— TASK INSTRUCTIONS —
In the records below, find the line containing "hmm let me think… yeah I need to find the lamp" and retype it and every line after it exactly, adding nothing.

[Data items]
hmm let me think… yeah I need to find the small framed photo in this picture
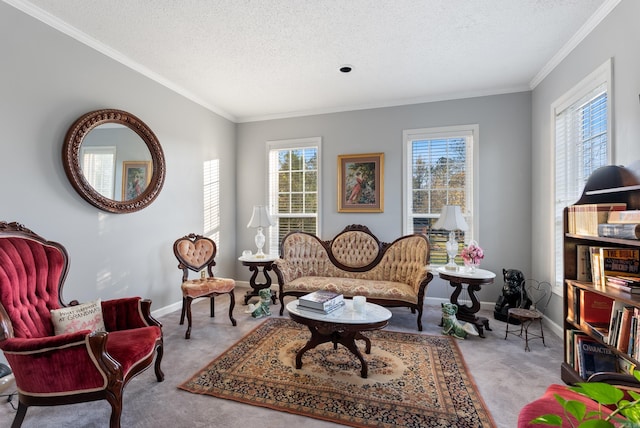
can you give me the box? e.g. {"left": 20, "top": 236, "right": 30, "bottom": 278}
{"left": 337, "top": 153, "right": 384, "bottom": 213}
{"left": 122, "top": 161, "right": 152, "bottom": 201}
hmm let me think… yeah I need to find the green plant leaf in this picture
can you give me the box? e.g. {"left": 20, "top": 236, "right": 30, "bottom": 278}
{"left": 564, "top": 399, "right": 588, "bottom": 421}
{"left": 576, "top": 420, "right": 615, "bottom": 427}
{"left": 627, "top": 390, "right": 640, "bottom": 401}
{"left": 530, "top": 414, "right": 563, "bottom": 425}
{"left": 571, "top": 383, "right": 624, "bottom": 405}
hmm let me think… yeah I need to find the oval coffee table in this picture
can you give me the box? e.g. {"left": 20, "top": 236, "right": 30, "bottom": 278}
{"left": 286, "top": 299, "right": 392, "bottom": 378}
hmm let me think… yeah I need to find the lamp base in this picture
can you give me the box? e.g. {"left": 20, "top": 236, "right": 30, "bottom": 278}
{"left": 254, "top": 227, "right": 266, "bottom": 258}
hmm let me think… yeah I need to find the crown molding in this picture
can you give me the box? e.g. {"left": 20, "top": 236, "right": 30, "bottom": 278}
{"left": 529, "top": 0, "right": 622, "bottom": 89}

— TASK OUTPUT —
hmm let me think… yeah I need to find the lamp base in this picture
can you give me the box? e.g. {"left": 20, "top": 236, "right": 30, "bottom": 278}
{"left": 254, "top": 227, "right": 266, "bottom": 258}
hmm let me think… yeah I need to find the crown molding in this picture
can you give me the box? e.g. {"left": 20, "top": 236, "right": 30, "bottom": 278}
{"left": 529, "top": 0, "right": 622, "bottom": 89}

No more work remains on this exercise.